[Dataset entries]
————

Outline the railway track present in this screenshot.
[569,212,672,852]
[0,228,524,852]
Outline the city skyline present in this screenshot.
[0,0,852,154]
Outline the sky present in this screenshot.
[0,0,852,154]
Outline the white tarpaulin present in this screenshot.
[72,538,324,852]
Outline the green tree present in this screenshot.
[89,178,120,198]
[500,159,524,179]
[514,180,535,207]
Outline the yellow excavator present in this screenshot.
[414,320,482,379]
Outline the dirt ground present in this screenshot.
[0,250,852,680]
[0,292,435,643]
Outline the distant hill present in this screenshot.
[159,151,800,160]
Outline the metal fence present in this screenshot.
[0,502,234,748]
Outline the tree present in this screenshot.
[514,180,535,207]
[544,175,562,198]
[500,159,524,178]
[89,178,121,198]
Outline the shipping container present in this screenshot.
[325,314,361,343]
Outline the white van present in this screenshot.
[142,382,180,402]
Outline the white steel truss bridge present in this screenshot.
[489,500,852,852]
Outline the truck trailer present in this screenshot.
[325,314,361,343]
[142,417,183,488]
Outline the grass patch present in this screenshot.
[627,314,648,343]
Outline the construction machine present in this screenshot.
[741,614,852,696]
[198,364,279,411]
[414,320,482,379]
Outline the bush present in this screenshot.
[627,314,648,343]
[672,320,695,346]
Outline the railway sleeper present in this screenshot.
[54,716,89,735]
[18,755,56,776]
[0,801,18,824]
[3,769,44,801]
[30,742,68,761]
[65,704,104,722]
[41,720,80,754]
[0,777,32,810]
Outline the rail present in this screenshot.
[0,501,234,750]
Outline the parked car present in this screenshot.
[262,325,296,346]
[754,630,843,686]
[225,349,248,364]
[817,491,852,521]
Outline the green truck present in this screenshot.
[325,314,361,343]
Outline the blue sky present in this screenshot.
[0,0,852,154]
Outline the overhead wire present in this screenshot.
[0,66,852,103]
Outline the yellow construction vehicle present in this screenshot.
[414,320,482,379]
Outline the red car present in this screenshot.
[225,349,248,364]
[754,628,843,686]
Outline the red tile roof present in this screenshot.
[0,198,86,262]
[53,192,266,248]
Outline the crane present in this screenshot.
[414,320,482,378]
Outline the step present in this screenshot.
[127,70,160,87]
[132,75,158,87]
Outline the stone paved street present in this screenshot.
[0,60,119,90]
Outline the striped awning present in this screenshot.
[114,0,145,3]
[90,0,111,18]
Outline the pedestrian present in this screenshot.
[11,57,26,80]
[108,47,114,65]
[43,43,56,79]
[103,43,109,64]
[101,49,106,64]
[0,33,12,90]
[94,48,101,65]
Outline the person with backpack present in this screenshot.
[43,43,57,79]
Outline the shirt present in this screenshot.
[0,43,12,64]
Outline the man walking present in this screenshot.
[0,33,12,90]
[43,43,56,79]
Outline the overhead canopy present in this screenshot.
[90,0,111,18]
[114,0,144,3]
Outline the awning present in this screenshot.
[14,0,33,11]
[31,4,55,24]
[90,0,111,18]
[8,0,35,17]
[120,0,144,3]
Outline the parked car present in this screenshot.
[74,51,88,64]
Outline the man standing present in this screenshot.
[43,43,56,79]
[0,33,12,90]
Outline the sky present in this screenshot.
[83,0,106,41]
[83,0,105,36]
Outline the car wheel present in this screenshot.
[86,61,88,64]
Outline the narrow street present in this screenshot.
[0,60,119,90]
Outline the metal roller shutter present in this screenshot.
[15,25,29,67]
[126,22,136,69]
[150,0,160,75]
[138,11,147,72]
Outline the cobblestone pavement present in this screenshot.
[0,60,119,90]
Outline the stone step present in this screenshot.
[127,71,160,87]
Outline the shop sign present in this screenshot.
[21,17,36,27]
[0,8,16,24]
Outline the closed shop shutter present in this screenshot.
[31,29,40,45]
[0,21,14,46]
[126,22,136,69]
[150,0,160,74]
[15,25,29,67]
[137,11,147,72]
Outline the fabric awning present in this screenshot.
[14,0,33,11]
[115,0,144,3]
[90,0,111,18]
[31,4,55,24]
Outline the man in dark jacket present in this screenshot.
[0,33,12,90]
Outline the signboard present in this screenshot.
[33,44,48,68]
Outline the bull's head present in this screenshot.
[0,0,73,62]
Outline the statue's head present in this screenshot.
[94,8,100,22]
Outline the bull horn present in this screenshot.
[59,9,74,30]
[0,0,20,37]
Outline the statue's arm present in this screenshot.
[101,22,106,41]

————

Format the lines from the one containing "Outline the dirt" through the one containing "[0,66,852,103]" as a Markdown table with columns Row and Line, numbering each line in Row and skipping any blank lines.

- Task answer
| Row | Line |
|---|---|
| 1 | Outline the dirt ground present in this screenshot. |
| 2 | [0,250,852,680] |
| 3 | [0,292,435,643] |
| 4 | Outline the distant hill present in this screenshot. |
| 5 | [159,151,800,160] |
| 6 | Outline the metal fence present in this screenshot. |
| 7 | [0,502,234,748] |
| 8 | Outline the tree present in this screenshot. |
| 9 | [514,180,535,207] |
| 10 | [544,175,562,198] |
| 11 | [500,159,524,178] |
| 12 | [89,178,121,198] |
| 13 | Outline the shipping container present in this screenshot. |
| 14 | [325,314,361,343] |
| 15 | Outline the white van present in this screenshot. |
| 16 | [142,382,180,402] |
| 17 | Outline the white steel truss bridge present in this screenshot. |
| 18 | [489,500,852,852] |
| 19 | Outline the truck trailer present in this screenshot. |
| 20 | [325,314,361,343] |
| 21 | [142,417,183,488] |
| 22 | Outline the grass patch present in this screenshot. |
| 23 | [627,314,648,343] |
| 24 | Outline the construction machine present in this screenshot. |
| 25 | [741,614,852,696] |
| 26 | [198,364,279,411] |
| 27 | [414,320,482,379] |
| 28 | Outline the bush present in this screenshot. |
| 29 | [627,314,648,343] |
| 30 | [672,320,695,346] |
| 31 | Outline the railway sleeper present in this screenshot. |
| 32 | [54,716,89,735] |
| 33 | [18,755,56,776] |
| 34 | [0,801,18,824] |
| 35 | [3,769,44,801] |
| 36 | [30,742,68,761] |
| 37 | [65,704,104,722] |
| 38 | [41,720,80,754] |
| 39 | [0,777,32,810] |
| 40 | Outline the rail present in this screenshot. |
| 41 | [0,501,234,750] |
| 42 | Outline the parked car present in this screenshot. |
| 43 | [262,325,296,346] |
| 44 | [754,630,843,686] |
| 45 | [225,349,248,364] |
| 46 | [817,491,852,521] |
| 47 | Outline the green truck present in this screenshot. |
| 48 | [325,314,361,343] |
| 49 | Outline the blue sky present in this screenshot. |
| 50 | [0,0,852,154] |
| 51 | Outline the overhead wire present in this screenshot. |
| 52 | [0,66,852,103] |